* Work to complete *
(a) In the climbing trip account, how long did Ali hold the crimp deadhang?
(b) Repeat the portion of the climbing trip account starting at "The rest of the day" and ending at "around 9 seconds.".
(c) Carry on the climbing trip account from the point at which it stops.

* Selected excerpt *
┏━━

The leader of the group had got a little freaked out on the top pitch with the exposure and was requesting a top-rope rescue. I pushed forward and silenced the fear in my head due to the being on display situation :P. Once at the top it was a pretty simple rescue overall. Bring up Jack, bring up the leader Natalia, Bring up the first second; Mia, haul their bag up, bring up the last second; Lewis.
My first rescue … yayyy. Unfortunately this entire sequence meant that it was getting pretty dark as we were descending. The rest of the group had not known the situation I was in and was without a minibus or hut key, as I had them in my pocket….  Woops. So as we were all descending we were joined by Brad, Jim and Ali who brought with them 2 head torches, which massively helped the situation we had of almost no head torches for over 5 people.
The rest of the day was mostly spent in the hut in a huddle. We played table traversing, a quick campus challenge, crimp deadhanging and a few drinking games.
Ali owned the deadhang with over 20 seconds completely destroying everyone else, with Amy beating every girl and over half the guys with around 9 seconds.
The rest of the pretty tame night ended with everyone going to bed early.

Sunday
The weather was forecast to be wet and miserable. Britain didn’t disappoint us. While it was raining and miserable it wasn’t the worst it has ever been and we were still planning a mountain day. The actual plan changed a few times regarding the general area and the actual route. By the time we were leaving the hut we were to be going to Ambleside and doing a quick walk in that area. A few people were going to go indoors but the majority of us were going on the walk. Getting to Ambleside however was not as easy as anticipated. We made a few wrong turns and ended up heading to Penrith. After a quick layby seat change the Brad-Nav was sat at the front and directing Harry to Ambleside. The traffic was horrendous and when we eventually got to the car park of the climbing wall it was a relief to be in the right place.
Brad and Amy were both pretty ill and therefore gave up the mountain day in favor of the best ULMC activity … MINCING!

┗━━

Rows from a pointing dataset:

┏━━

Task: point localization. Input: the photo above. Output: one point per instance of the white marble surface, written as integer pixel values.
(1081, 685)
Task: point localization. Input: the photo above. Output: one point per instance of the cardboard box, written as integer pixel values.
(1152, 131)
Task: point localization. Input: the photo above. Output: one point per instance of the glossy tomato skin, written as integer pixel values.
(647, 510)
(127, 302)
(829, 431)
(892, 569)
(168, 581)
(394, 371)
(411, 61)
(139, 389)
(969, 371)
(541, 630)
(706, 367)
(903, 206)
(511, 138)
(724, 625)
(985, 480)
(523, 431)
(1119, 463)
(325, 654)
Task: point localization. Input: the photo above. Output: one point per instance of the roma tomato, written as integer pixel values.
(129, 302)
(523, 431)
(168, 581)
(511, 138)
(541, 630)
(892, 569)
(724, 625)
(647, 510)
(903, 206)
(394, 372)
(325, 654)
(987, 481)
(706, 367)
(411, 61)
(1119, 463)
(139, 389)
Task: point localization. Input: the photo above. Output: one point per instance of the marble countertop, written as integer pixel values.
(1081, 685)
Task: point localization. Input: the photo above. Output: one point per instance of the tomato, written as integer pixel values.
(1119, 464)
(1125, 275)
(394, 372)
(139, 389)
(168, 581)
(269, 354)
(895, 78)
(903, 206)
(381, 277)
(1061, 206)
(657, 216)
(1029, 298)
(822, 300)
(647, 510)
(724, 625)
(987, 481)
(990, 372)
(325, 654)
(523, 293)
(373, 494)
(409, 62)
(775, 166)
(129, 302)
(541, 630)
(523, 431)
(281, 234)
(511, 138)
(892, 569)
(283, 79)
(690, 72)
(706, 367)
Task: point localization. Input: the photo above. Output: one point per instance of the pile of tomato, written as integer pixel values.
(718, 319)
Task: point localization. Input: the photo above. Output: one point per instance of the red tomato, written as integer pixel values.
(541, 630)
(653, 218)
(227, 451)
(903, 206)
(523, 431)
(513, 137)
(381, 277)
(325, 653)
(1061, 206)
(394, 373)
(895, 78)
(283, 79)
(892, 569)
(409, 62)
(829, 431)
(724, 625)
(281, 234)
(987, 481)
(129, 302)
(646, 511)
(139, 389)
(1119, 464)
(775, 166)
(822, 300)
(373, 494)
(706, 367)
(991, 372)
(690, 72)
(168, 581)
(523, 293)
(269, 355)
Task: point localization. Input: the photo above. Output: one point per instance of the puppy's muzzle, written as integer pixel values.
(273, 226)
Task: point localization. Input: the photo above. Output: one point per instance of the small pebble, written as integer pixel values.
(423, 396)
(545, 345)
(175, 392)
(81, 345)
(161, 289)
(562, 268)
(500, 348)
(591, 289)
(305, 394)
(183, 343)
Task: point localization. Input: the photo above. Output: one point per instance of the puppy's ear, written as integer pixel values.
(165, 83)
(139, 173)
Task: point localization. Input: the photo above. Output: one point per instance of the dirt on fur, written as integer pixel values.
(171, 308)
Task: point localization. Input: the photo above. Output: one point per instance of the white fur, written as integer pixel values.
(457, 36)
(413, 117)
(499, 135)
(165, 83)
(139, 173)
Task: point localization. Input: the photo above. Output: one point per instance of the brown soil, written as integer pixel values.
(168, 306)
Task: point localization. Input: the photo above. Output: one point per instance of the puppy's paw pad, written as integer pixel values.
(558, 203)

┗━━

* The answers *
(a) Over 20 seconds.

(b)
The rest of the day was mostly spent in the hut in a huddle. We played table traversing, a quick campus challenge, crimp deadhanging and a few drinking games.
Ali owned the deadhang with over 20 seconds completely destroying everyone else, with Amy beating every girl and over half the guys with around 9 seconds.

(c)
The final group that ended up on the mountain day was Myself Harry, Jim, Ali and Dafydd. The ‘bad navigation’ continued as we started the walk on the wrong path. After going a bit too far to change our minds though the route was amended so that we would continue uphill and return via the same route as originally planned. The uphill leg was pretty average for a hike, until we hit the road called .. the struggle. The path was pretty consistently uphill from there. We stopped outside a pub where SAR dogs were being trained for a quick break. After that there was a very steep rock stepped ascent of 3-400 meters. Surprisingly my calves weren’t that solid after the steps, it was more the quads, but then that’s probably a technique thing.
The rain and wind were much worse on the top, so we lingered very little before starting our speedy descent. From the top to the bottom probably took less than an hour and a half and was a pretty fast pace, but actually quite fun after the windy, rainy, cold step climbing.
The last non-return home part of the trip was a quick visit to some shops and a goodbye to the Old Boys. After a bit of a look at clothing I found myself in the ‘Climbers Shop’ with Harry trying to work out whether to buy stuff or not. The 3 cams for £120 convinced me that I should add a few more to my rack of dragons. We said goodbye to Amy, Bullock and Lidiya and left Ambleside for the hopefully dry Leicester.

The Drive Back
This will be the abridged version for pure ease of writing J.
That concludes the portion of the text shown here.